§ **READING TEXT**:
====

In Shack-Hartmann sensors, the surface of a wavefront is decomposed into elementary sub-wavefronts by a grid of micro lenses placed at the plane of wave front analysis. Each of the micro-lenses creates a beam focused into a spot on a focal plane where a charge-coupled device (CCD) camera is placed. The displacement of the spot with respect to a pre-calibrated position (corresponding to an undisturbed wavefront) is proportional to the local slope of the wavefront. Detecting the spots and integrating their displacements all over the focal plane in a very short time results in an instantaneous estimate of the wavefront.

A disadvantage of the Shack-Hartmann sensors is the limited resolution, particularly in detecting higher order aberrationsto obtain a measurement of a wavefront at one point in the analysis plane, several square pixels are required. First Shack-Hartmann sensors were used in closed-loop adaptive optics systems in astronomic telescopes, where the speed of the measurement and its convergence to a perfect measurement over several iterations is of prime concern. Improving the resolution by reducing the area allocated to one spot leads to reducing the dynamic range of the sensor. Moreover, reducing the size of a micro lens leads to increased crosstalk between the micro lenses as each micro lens creates several diffraction orders with elevated side lobes. This leads to difficulties with identifying the centers of each spot. Placing a high-frequency signature on each micro-lens so that each spot could be recognizable increases the manufacturing cost of the micro lenses.

====

§ **DATASET EXCERPT**:
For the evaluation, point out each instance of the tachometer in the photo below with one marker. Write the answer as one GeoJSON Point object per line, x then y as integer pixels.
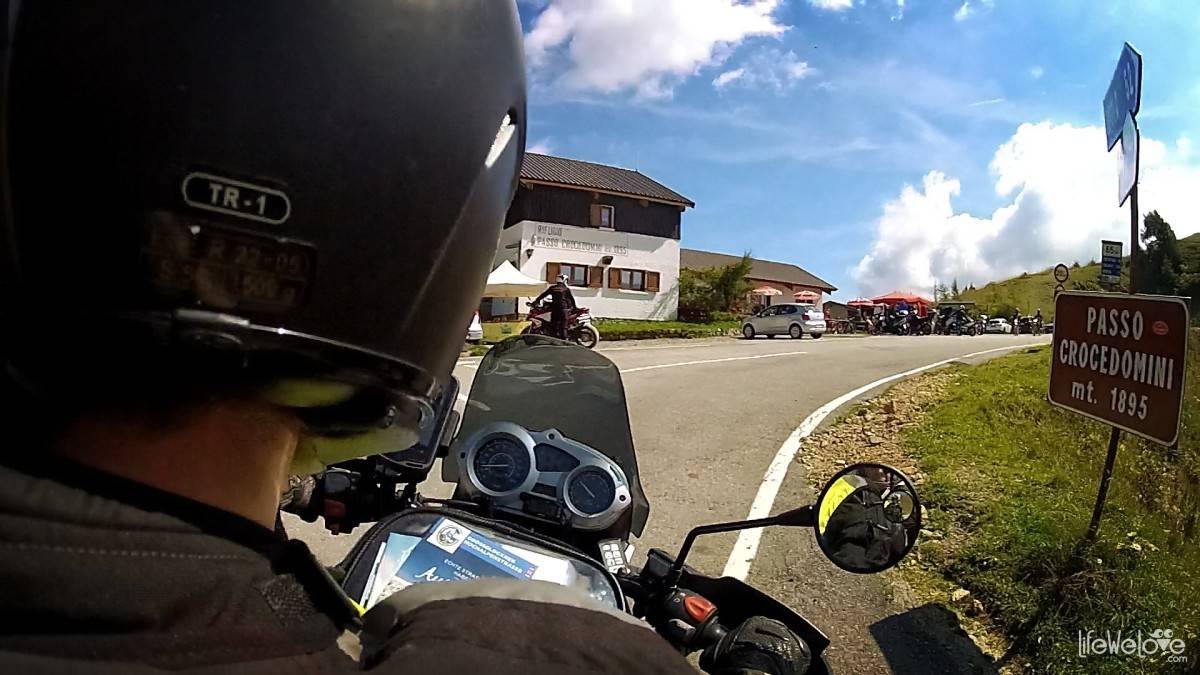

====

§ **YOUR TASKS**:
**1)** Answer these questions from the Shack-Hartmann sensor text:
(a) What kind of camera is placed at the focal plane?
(b) What is the displacement of a spot proportional to?
(c) What does reducing the size of a micro lens increase?
**2)** Recast the paragraph of the Shack-Hartmann sensor text that begins "In Shack-Hartmann sensors" as a short list, keeping its main facts.
**3)** Write out the Shack-Hartmann sensor text from "In Shack-Hartmann sensors, the" up to and including "estimate of the wavefront.".

§ **TASK-BY-TASK OUTPUTS**:
**1)**
(a) A charge-coupled device (CCD) camera.
(b) The local slope of the wavefront.
(c) Crosstalk between the micro lenses.

**2)**
- A grid of micro lenses at the plane of wavefront analysis splits the wavefront into elementary sub-wavefronts.
- Each micro lens focuses a beam into a spot on a focal plane, where a CCD camera is placed.
- A spot's displacement from its pre-calibrated position, which corresponds to an undisturbed wavefront, is proportional to the local slope of the wavefront.
- Detecting the spots and integrating their displacements over the whole focal plane in a very short time gives an instantaneous estimate of the wavefront.

**3)**
In Shack-Hartmann sensors, the surface of a wavefront is decomposed into elementary sub-wavefronts by a grid of micro lenses placed at the plane of wave front analysis. Each of the micro-lenses creates a beam focused into a spot on a focal plane where a charge-coupled device (CCD) camera is placed. The displacement of the spot with respect to a pre-calibrated position (corresponding to an undisturbed wavefront) is proportional to the local slope of the wavefront. Detecting the spots and integrating their displacements all over the focal plane in a very short time results in an instantaneous estimate of the wavefront.